* TEXT BLOCK *
NES Development Day 1: Creating a ROM

, Programming, Famicom

Recently I’ve been dabbling with some NES (Nintendo Famicom) development. NES development is a bit fun and a bit frustrating… but it’s the kind of frustration that makes you feel all warm and fuzzy inside when you finally get something to work.

Retro Homebrew: Why NES?

I knew I wanted to make a 2D retro game, but there are just so many systems to choose from, and many of them have good homebrew communities you can learn from. It was time to narrow the list down. My final list had four systems on it. I wanted a system small enough that it could barely do what I wanted it to do, with a good community and good documentation.

Of these systems, the NES is the most generally limited. The background tile layer on an NES is two regions of 32x30 tiles, which is about the same size as one screen of video. This makes it difficult to scroll both horizontally and vertically at the same time, which is why so many games didn’t have free scrolling, and the ones that did often had visual glitches when scrolling in one of the directions. The NES gives you a small palette to choose from, with a maximum of 25 different colors on screen at any given moment, and only three different colors in any sprite or background tile. This makes any kind of art direction a real challenge. The NES also only has 2 KiB of RAM available to the CPU, which is more or less a vanilla 6502 with no binary-coded decimal instructions. Sound effects are limited to a single triangle wave, two PWM channels, a noise generator, and 6-bit PCM.

* PROMPT 1 *
According to the NES development post, how much RAM is available to the NES CPU?
* PROMPT 2 *
Reproduce verbatim the passage of the NES development post between "Recently I’ve been" and "something to work.", inclusive.

* SOURCE EXCERPT *
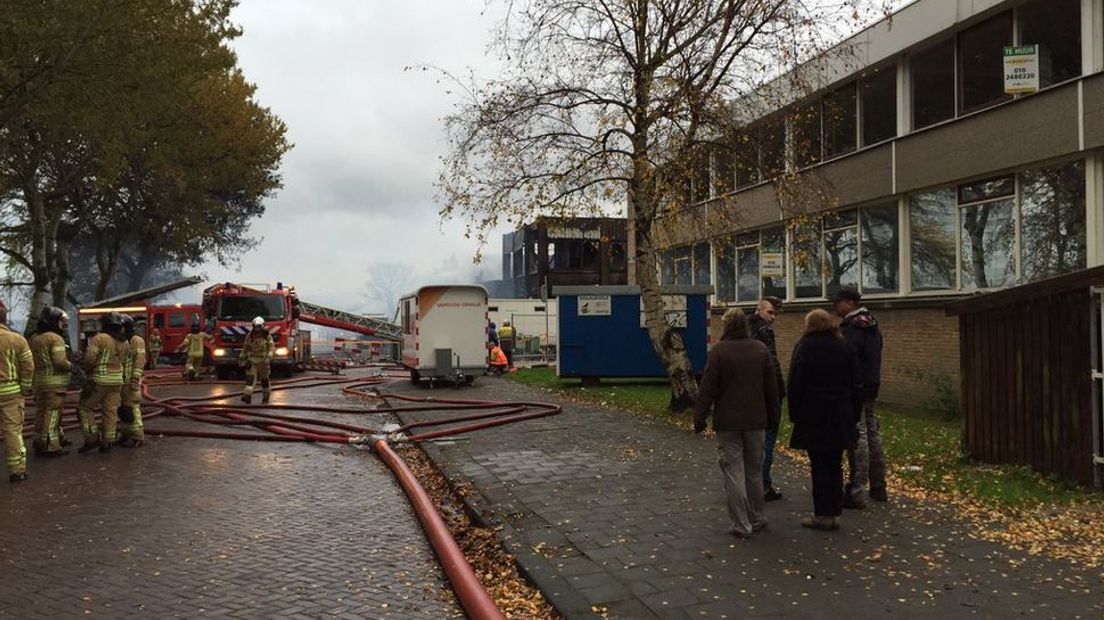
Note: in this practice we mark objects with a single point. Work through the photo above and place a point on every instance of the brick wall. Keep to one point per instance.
(920, 360)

* COMPLETE OUTPUT 1 *
2 KiB

* COMPLETE OUTPUT 2 *
Recently I’ve been dabbling with some NES (Nintendo Famicom) development. NES development is a bit fun and a bit frustrating… but it’s the kind of frustration that makes you feel all warm and fuzzy inside when you finally get something to work.